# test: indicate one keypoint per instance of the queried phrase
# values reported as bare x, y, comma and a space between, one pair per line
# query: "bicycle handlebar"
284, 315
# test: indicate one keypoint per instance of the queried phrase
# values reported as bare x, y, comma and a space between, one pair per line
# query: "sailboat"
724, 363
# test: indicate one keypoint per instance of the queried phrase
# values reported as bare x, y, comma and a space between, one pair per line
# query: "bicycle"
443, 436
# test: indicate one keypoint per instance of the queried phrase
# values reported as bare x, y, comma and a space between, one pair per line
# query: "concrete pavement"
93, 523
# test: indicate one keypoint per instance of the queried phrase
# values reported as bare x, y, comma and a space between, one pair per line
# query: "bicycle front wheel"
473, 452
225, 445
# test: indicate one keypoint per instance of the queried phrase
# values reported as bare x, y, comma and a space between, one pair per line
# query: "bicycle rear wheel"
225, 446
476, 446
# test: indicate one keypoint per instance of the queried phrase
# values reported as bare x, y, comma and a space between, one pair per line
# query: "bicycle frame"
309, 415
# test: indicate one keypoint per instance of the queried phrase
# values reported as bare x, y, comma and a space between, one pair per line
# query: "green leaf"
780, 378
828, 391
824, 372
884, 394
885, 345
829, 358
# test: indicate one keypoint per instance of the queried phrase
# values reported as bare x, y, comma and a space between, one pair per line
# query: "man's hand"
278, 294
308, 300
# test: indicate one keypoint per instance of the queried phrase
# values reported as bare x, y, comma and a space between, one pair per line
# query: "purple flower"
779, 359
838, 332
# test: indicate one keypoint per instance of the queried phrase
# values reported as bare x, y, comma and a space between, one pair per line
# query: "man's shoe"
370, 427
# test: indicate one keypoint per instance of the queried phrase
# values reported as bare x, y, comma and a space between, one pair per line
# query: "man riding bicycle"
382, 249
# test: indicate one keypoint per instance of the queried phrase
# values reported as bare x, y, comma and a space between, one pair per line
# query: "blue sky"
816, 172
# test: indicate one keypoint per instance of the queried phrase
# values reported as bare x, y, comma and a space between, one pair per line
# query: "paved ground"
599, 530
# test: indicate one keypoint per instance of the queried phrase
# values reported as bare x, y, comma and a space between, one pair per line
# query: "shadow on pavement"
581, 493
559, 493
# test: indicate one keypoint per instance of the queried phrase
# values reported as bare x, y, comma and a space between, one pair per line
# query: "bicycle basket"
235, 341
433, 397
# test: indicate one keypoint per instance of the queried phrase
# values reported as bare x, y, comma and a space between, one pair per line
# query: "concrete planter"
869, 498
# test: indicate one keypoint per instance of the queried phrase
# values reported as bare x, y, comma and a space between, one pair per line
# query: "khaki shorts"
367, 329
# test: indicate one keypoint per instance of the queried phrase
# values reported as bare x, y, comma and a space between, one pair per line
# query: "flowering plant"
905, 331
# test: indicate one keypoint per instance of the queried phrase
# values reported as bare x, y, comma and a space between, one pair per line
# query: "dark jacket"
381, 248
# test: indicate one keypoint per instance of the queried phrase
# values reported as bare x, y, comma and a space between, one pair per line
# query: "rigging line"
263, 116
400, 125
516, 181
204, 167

WORK TO DO:
Return what is listed above, exactly and completely.

FULL ANSWER:
# test: indicate one keypoint per instance of the queried phrase
# values reported as bare x, y, comma and a space between, one pair per line
# query: "bicycle handlebar"
284, 315
# test: indicate one keypoint per instance of the queried phrase
# values reported as bare x, y, comma and a space between, one pair per line
# query: "sailboat"
724, 363
# test: indicate one keypoint per instance of the queried phrase
# values reported as bare x, y, comma and a space between, one pair per line
# query: "bicycle"
443, 436
# test: indicate one keypoint per instance of the queried phrase
# values reported as bare x, y, comma and a space between, one pair per line
# query: "concrete pavement"
93, 523
# test: indicate one keypoint per instance of the queried phrase
# values reported as bare x, y, comma and a space between, one pair per line
# query: "bicycle front wheel"
473, 452
225, 445
# test: indicate one keypoint per instance of the queried phrase
# values reported as bare x, y, comma and a space between, one pair per line
# query: "bicycle rear wheel"
225, 446
476, 446
# test: indicate one keypoint per instance of the queried phrase
# values reported as bare x, y, comma and a space between, one pair per line
# query: "bicycle frame"
309, 415
# test: indicate one keypoint per instance of the queried phrase
# values reported as bare x, y, comma and a space between, one pair per line
# query: "green leaf"
780, 378
828, 391
824, 372
884, 394
885, 345
829, 358
# test: indicate one keypoint per instance of the queried phrase
# values reported as bare x, y, comma and a space between, one pair per line
# query: "man's hand"
278, 294
308, 300
# test: indicate one keypoint per instance of the queried phrase
# values reported as bare x, y, comma and a space between, one pair per line
# query: "purple flower"
779, 359
838, 332
# test: indicate one keypoint per instance of the queried phrase
# values reported as bare x, y, comma and a space between, one pair per line
# query: "man's shoe"
370, 427
# test: indicate one keypoint per instance of the queried phrase
# values reported as bare x, y, comma and a space between, one pair per line
# query: "man riding bicycle"
382, 249
# test: indicate one keypoint per instance of the queried phrase
# values reported as bare x, y, comma and a space between, one pair per line
# query: "blue sky"
816, 172
# test: indicate one keypoint per instance of the queried phrase
# values reported as bare x, y, comma and a space between, one pair per line
# query: "paved ground"
599, 530
# test: indicate one keypoint per instance of the queried phrase
# values reported as bare x, y, comma and a space between, one pair per line
# query: "shadow on pavement"
581, 493
559, 493
# test: indicate one keypoint per instance of the queried phrase
# values reported as bare x, y, comma and a space between, one pair per line
# query: "bicycle basket"
235, 341
433, 397
# test: indicate one keypoint per instance of the queried phrase
# values reported as bare x, y, comma and a space between, one pair per line
# query: "concrete planter"
869, 498
# test: indicate one keypoint per instance of the queried phrase
# values reported as bare x, y, comma and a space between, one pair per line
# query: "khaki shorts"
367, 329
# test: indicate one keypoint per instance of the queried phrase
# values reported as bare x, y, comma and a space between, one pair per line
# query: "flowering plant"
905, 331
# test: indicate one keypoint per instance of the queried phrase
# values reported as bare x, y, comma and a space between, one pair per line
# query: "dark jacket"
381, 248
# test: indicate one keypoint per instance of the queried phrase
# values reported as bare x, y, comma and a space between, one pair per line
# query: "rigging line"
263, 116
400, 125
516, 181
204, 167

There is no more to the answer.